Coordinate labeling data:
-=-=-

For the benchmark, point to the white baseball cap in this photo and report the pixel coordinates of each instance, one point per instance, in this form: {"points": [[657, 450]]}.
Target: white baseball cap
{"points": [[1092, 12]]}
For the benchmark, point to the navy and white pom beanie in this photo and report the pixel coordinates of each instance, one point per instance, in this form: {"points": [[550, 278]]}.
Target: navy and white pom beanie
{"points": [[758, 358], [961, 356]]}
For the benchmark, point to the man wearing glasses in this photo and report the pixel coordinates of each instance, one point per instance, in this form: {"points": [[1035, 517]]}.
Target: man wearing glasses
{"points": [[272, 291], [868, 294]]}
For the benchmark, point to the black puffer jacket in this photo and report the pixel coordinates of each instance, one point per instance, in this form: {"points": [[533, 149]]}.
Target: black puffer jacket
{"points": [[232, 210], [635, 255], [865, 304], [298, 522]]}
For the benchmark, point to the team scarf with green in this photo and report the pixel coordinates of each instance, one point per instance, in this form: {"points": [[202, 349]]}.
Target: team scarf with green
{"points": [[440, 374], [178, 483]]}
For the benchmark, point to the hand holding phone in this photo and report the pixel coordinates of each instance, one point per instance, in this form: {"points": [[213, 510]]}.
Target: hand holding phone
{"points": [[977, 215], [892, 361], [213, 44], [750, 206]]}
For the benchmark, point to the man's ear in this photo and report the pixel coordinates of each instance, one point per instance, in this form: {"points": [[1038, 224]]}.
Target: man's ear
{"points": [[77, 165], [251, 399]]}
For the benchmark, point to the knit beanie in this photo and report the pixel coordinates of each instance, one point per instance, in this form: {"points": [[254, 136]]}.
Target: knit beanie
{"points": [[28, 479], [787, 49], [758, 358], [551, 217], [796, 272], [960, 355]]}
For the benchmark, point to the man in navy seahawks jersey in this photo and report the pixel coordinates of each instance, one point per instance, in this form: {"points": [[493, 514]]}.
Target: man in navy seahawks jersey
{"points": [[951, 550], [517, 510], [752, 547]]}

-=-=-

Given exercise
Edit the items above so that "For the benchmark" becomes "For the evaluation" everywhere it occurs. Leave everything else as it is.

Task result
For the evaluation, point to the white baseball cap in this photo and report the pixel coordinates of each instance, one point per instance, in this form: {"points": [[657, 450]]}.
Target: white baseball cap
{"points": [[1092, 12]]}
For the evaluation, point to the navy and white pom beanie in this photo and report the pixel coordinates of each instance, one point per instance, in this form: {"points": [[550, 278]]}.
Target: navy and white pom beanie
{"points": [[758, 358], [961, 356]]}
For the evaluation, point to the man wearing glasses in this photo and report the pixel coordinates of each instance, one point per instance, in this form: {"points": [[1035, 517]]}.
Target: man wearing glasses
{"points": [[272, 291], [868, 294]]}
For the evaluation, point to the black puffer jacket in this photo and report the pixel coordinates of each instance, one point per instance, in this form: {"points": [[533, 149]]}.
Target: black puffer jacket
{"points": [[232, 210], [635, 255], [865, 304], [298, 522]]}
For the evaluation, point to the team scarf with green in this photo and report the pixel coordinates of each instance, one point per instance, in this form: {"points": [[202, 349]]}.
Target: team scarf with green
{"points": [[440, 374], [178, 483]]}
For the evaluation, point to the hand holding phone in this photo and report the pixel coordinates of each instance, one point per instance, in this form: {"points": [[213, 510]]}.
Target: hand holding phone
{"points": [[977, 215], [892, 361], [213, 44], [750, 206]]}
For the evaluation, point to the man's ear in this photo and report the pixel coordinates of each instance, one point per instance, in this form: {"points": [[1038, 224]]}.
Target: man's ear
{"points": [[77, 165], [251, 399]]}
For the evaluation, point to the knit beanie in this photo and report the pixel coordinates of each instance, one point per instance, in this form: {"points": [[254, 136]]}.
Target: knit beanie
{"points": [[28, 479], [787, 49], [758, 358], [551, 217], [796, 272], [960, 355]]}
For the evaluation, point to the man in navy seahawks jersey in this photo and report the pixel coordinates of each instance, one point per instance, in this form: {"points": [[493, 514]]}.
Target: man in navy seahawks jersey
{"points": [[951, 550], [517, 510], [752, 547]]}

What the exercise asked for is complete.